提供テキスト:
思うだけでは(薬剤師の仕事1)
はじめに
思い出本文は無料です。
定年前は学校の先生だったAさんとの思い出話
糖尿病で受診されており、私がかかりつけ薬剤師。
今もご存命ですが、私の中で大きな後悔と気づきを与えてくれた方です。
Aさんはこんな人
うちの調剤薬局は漢方相談や健康相談を受けていたので、血管年齢測定機器なるものを導入して、定期的にお客さんを集めて測定会をしておりました。
Aさんもそのうちの一人。
定期的に病院受診して来店いただけるお客さんでした。
HbA1cは6.8±0.1(血糖コントロールの指標のこと。Aさんにとっては目標数値で安定している状態。)で維持できており、低血糖もなく安定していました。
運動は毎日犬の散歩。1日1万歩は歩いている真面目な方。
奥さんがカロリーを気にして日々の食事をつくっている。
コーヒーは無糖が好みで、おやつは高カカオチョコレート食べる位。
お酒とたばこはやらない。
政治経済のお話が大好物。
パソコンいじりが趣味。
私をかかりつけ薬剤師に指名した理由は
・いろんな薬を飲んでいるのでいろいろ聞きたい
・困ったときの24時間相談が魅力
・健康相談をしたい
もう一つの理由は私と雑談したいから
だそうです笑
身近に政治経済の話をしてくれる方がいないらしい。
テレビを見ながら文句を言うと、奥さんに血圧が上がるよと脅されるんだそうだ。
まちもり「Aさん、午前中きてもあんまりお話できないですよ~。他のお客さんいなければいいけど。」
Aさん「午後にしかこないから大丈夫よ。」
(うちの薬局は午後暇なんです)
思うだけでは・・・・・・
ちいさな出来事
あるとき、AさんのHbA1cが少しずつ上がってきたんです。
まちもり「今回HbA1cが少し上がってますね。運動や食事は変えましたか~?」
Aさん「ここ1-2ヶ月は暑いから運動量が少し落ちてはいるけど食事は相変わらず。何でですかね~?」
まちもり「おやつも増えてないです~?」
Aさん「増えてないと思うよ~?」
まちもり「運動量が減ったからかもしれないですね。次回検査あったらまた教えてくださいね。」
そういって日本の経済について語り合ってお別れしました。
2ヶ月後、糖内科への定期受診でご来店です。
Aさん「今日もまた(HbA1c)上がってたんですよ。先生からも食べ過ぎとかなかったか聞かれましたけど、そんなことないんですよ。ずっと変わらないんですよね、生活習慣は。」

提供データ:
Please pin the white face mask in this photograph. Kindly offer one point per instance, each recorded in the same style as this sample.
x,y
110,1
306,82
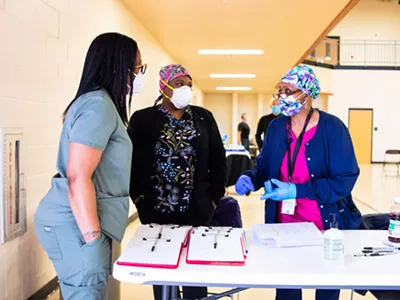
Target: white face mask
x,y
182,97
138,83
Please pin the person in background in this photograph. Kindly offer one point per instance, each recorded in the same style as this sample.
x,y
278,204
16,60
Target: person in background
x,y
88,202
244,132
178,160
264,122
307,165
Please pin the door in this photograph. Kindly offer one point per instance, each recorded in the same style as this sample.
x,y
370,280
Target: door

* * *

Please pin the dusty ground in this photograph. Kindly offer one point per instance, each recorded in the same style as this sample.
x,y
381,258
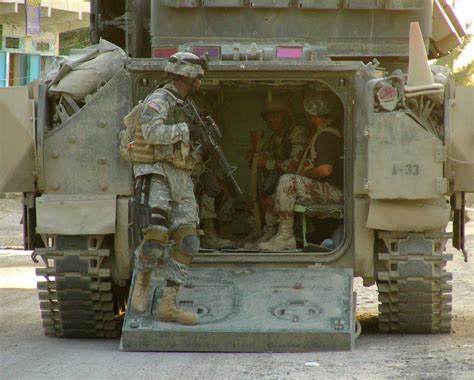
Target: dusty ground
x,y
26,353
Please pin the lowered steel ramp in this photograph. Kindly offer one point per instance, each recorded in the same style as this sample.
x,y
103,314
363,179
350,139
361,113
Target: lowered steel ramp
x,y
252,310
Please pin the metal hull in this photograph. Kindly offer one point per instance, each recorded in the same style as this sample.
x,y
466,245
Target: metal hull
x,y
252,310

--

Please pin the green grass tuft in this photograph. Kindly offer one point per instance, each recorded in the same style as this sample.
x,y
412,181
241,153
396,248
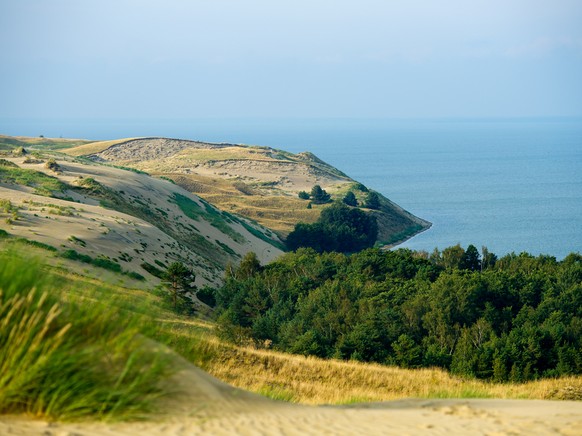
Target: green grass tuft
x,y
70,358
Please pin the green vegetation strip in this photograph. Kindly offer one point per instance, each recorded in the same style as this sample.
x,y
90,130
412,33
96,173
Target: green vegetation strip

次の各問:
1: 薬剤師の思い出話のうち、「HbA1cは6.8±0.1(血糖コントロ」を含む語句で始まり「お酒とたばこはやらない。」で終わる部分を、一字一句そのまま書き写してもらえますか？
2: 薬剤師の思い出話を、最後の文の後から書き進めてもらえますか？
これらの行は参照しなくても差し支えありません。

各問の解答:
1:
HbA1cは6.8±0.1(血糖コントロールの指標のこと。Aさんにとっては目標数値で安定している状態。)で維持できており、低血糖もなく安定していました。
運動は毎日犬の散歩。1日1万歩は歩いている真面目な方。
奥さんがカロリーを気にして日々の食事をつくっている。
コーヒーは無糖が好みで、おやつは高カカオチョコレート食べる位。
お酒とたばこはやらない。

2:
Aさんは
・わんこが亡くなって散歩にいかないから運動量が落ちた
・ご飯やおやつを食べ過ぎていた
ということもしっかり報告してくれる方だったので、こっそり何か隠していることもなかったんです。
まちもり「このまま右肩上がりなら検査した方がいいですよ~。先生に相談したらどうですか?」
Aさん「そうだね~」
そういうお話をして世界経済について語り合いお別れしました。
「最近会わないな~」
2ヶ月に1回の処方箋での来店がないときも、薬局では血管年齢測定を定期的にやっているもんですから、Aさんとは毎月お会いするんです。
ただ、新型コロナ感染症が国内で発生したせいで、お客さんと接触する機会を減らすため測定会を中止してしまいました。
Aさんのかかりつけ薬剤師といえども、こちらからの電話はとらないタイプの方なのでフォローもできず。
かかりつけ薬剤師の私は、店舗にいるときは必ずAさんのお薬をお出しするんですが、在宅やらなんやらで運悪くいなかったこともあり、お会いできないまま半年が過ぎていました。
その間、2回ほど処方箋で来られていましたが、私が在宅等などで店舗を空けたときの来店でしたので会うことはありませんでした。
薬歴を確認すると、やはりまだHbA1cは上昇傾向。急激にあがったので精密検査をするとの記録がありました。
悪い予想が
私が次にお会いしたのは、さらに4ヶ月ほど経過した後でした。
まちもり「Aさん、お久しぶりです。入院されていたんですね?」
(お薬手帳をお預かりするので、どういう経緯・病気か大体分かるんです)
Aさん「膵臓癌が見つかってね。ただ、手術できる状態だったからとってもらったよ。何本も管につながれて大変だったけど、今は外来で治療できるから。」
AさんのHbA1cが上昇したのを確認していた時期、薬局にはHbA1cの上昇から膵臓癌が見つかる患者さんが急に増えていたんです。
Aさんも検査したかな~っと思いつつ日々の業務でバタバタ。
「ついつい」ではすまない後回しでした。
その後
現在も再発なくAさんはご来店いただいています。
つい先日は選挙のお話で盛り上がりました。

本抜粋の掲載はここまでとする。